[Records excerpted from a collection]

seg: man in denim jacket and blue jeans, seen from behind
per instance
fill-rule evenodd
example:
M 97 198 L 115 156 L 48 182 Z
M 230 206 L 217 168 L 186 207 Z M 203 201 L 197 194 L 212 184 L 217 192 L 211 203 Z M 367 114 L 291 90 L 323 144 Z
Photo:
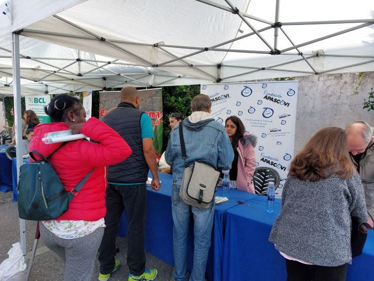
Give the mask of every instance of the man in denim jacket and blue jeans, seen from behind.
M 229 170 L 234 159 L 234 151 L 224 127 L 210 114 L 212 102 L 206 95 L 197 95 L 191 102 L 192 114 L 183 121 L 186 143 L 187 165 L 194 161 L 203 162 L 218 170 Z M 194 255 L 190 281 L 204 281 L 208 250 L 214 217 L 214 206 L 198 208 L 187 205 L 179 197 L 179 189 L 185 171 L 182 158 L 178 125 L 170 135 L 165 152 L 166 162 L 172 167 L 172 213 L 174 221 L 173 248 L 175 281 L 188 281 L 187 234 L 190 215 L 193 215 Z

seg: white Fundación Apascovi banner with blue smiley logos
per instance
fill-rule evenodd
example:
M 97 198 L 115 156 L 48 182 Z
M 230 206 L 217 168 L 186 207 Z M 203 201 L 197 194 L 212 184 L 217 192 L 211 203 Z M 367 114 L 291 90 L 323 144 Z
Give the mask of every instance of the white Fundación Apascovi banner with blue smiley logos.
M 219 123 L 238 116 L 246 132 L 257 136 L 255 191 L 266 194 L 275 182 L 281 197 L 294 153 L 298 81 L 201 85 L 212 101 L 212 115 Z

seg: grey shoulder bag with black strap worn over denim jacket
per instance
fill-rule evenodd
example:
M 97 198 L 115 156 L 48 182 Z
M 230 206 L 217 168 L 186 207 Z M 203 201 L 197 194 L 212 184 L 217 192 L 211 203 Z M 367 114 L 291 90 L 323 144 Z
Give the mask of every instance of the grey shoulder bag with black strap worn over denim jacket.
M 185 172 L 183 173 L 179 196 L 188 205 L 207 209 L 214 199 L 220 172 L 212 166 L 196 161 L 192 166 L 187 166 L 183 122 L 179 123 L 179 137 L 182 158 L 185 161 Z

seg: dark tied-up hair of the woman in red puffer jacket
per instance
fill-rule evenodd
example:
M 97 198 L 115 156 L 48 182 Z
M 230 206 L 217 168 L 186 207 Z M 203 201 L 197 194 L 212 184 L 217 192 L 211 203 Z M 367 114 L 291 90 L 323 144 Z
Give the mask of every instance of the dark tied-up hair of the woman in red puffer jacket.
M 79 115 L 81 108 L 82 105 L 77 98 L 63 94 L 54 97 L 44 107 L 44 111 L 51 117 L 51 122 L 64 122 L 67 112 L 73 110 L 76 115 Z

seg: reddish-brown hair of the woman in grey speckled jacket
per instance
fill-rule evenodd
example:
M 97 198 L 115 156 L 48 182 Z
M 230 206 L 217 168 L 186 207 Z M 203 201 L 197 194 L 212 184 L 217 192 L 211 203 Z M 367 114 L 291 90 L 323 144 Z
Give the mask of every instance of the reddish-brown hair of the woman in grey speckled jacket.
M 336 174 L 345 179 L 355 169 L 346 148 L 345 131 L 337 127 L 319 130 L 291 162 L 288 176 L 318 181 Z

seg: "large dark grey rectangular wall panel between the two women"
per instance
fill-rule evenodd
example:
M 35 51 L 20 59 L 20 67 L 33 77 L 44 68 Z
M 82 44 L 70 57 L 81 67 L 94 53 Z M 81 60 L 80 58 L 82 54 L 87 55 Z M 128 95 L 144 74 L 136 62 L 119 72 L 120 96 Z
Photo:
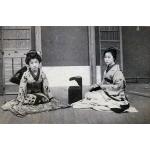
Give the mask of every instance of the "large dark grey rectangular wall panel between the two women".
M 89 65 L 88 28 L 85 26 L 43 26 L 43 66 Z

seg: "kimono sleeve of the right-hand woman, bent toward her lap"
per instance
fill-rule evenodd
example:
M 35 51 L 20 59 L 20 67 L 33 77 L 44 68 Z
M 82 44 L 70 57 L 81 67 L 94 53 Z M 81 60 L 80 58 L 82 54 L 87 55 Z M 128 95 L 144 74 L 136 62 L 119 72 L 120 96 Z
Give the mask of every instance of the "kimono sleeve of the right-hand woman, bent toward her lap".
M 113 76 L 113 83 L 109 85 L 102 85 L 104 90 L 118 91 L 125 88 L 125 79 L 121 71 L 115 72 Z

■ **PROBLEM DETAILS**
Reproduce all entries without any change, and omit the pictures.

■ **EXERCISE SOLUTION**
seg: man in denim jacket and blue jeans, seen from behind
per instance
fill-rule evenodd
example:
M 97 198 L 115 156 L 48 182 Z
M 230 206 L 217 168 L 186 207 Z M 203 201 L 197 194 L 212 184 L 217 192 L 211 203 Z M 367 114 L 291 90 L 323 144 Z
Photo:
Give the mask of every instance of the man in denim jacket and blue jeans, seen from behind.
M 229 170 L 234 159 L 234 151 L 224 127 L 210 114 L 212 102 L 206 95 L 197 95 L 191 102 L 192 114 L 183 121 L 186 143 L 187 165 L 194 161 L 203 162 L 218 170 Z M 194 255 L 190 281 L 204 281 L 208 250 L 214 217 L 214 206 L 198 208 L 187 205 L 179 197 L 179 189 L 185 171 L 182 158 L 178 125 L 170 135 L 165 152 L 166 162 L 172 167 L 172 213 L 174 221 L 173 248 L 175 281 L 188 281 L 187 234 L 190 215 L 193 215 Z

seg: white Fundación Apascovi banner with blue smiley logos
per instance
fill-rule evenodd
example:
M 97 198 L 115 156 L 48 182 Z
M 230 206 L 217 168 L 186 207 Z M 203 201 L 197 194 L 212 184 L 217 192 L 211 203 Z M 367 114 L 291 90 L 323 144 Z
Give the mask of every instance of the white Fundación Apascovi banner with blue smiley logos.
M 219 123 L 238 116 L 246 132 L 257 136 L 255 191 L 266 194 L 275 182 L 281 197 L 294 153 L 298 81 L 201 85 L 212 101 L 212 115 Z

seg: grey shoulder bag with black strap worn over denim jacket
per instance
fill-rule evenodd
example:
M 97 198 L 115 156 L 48 182 Z
M 230 206 L 217 168 L 186 207 Z M 203 201 L 197 194 L 212 184 L 217 192 L 211 203 Z M 367 114 L 291 90 L 323 144 Z
Give the mask of every instance of the grey shoulder bag with black strap worn over denim jacket.
M 185 172 L 183 173 L 179 196 L 188 205 L 207 209 L 214 199 L 220 172 L 212 166 L 196 161 L 192 166 L 187 166 L 183 122 L 179 123 L 179 137 L 182 158 L 185 161 Z

seg: dark tied-up hair of the woman in red puffer jacket
per instance
fill-rule evenodd
example:
M 97 198 L 115 156 L 48 182 Z
M 230 206 L 217 168 L 186 207 Z M 203 201 L 197 194 L 212 184 L 217 192 L 211 203 Z M 367 114 L 291 90 L 323 144 Z
Give the mask of every instance of the dark tied-up hair of the woman in red puffer jacket.
M 79 115 L 81 108 L 82 105 L 77 98 L 63 94 L 54 97 L 44 107 L 44 111 L 51 117 L 51 122 L 64 122 L 67 112 L 73 110 L 76 115 Z

seg: reddish-brown hair of the woman in grey speckled jacket
per instance
fill-rule evenodd
example:
M 97 198 L 115 156 L 48 182 Z
M 230 206 L 217 168 L 186 207 Z M 203 201 L 197 194 L 212 184 L 217 192 L 211 203 Z M 367 114 L 291 90 L 323 144 Z
Give the mask of every instance of the reddish-brown hair of the woman in grey speckled jacket.
M 336 174 L 345 179 L 355 169 L 346 148 L 345 131 L 337 127 L 319 130 L 291 162 L 288 176 L 318 181 Z

seg: "large dark grey rectangular wall panel between the two women"
per instance
fill-rule evenodd
example:
M 35 51 L 20 59 L 20 67 L 33 77 L 44 68 Z
M 82 44 L 70 57 L 81 67 L 94 53 Z M 81 60 L 80 58 L 82 54 L 87 55 Z M 128 95 L 144 74 L 136 62 L 119 72 L 120 96 Z
Photo:
Give the mask of every instance of the "large dark grey rectangular wall panel between the two women".
M 89 65 L 88 28 L 85 26 L 43 26 L 43 66 Z

seg: "kimono sleeve of the right-hand woman, bent toward her lap"
per instance
fill-rule evenodd
example:
M 35 51 L 20 59 L 20 67 L 33 77 L 44 68 Z
M 82 44 L 70 57 L 81 67 L 94 53 Z M 81 60 L 80 58 L 82 54 L 87 55 Z M 128 95 L 144 74 L 136 62 L 119 72 L 120 96 Z
Give the mask of every instance of the "kimono sleeve of the right-hand woman, bent toward her lap".
M 113 76 L 113 83 L 109 85 L 102 85 L 104 90 L 118 91 L 125 88 L 125 79 L 121 71 L 115 72 Z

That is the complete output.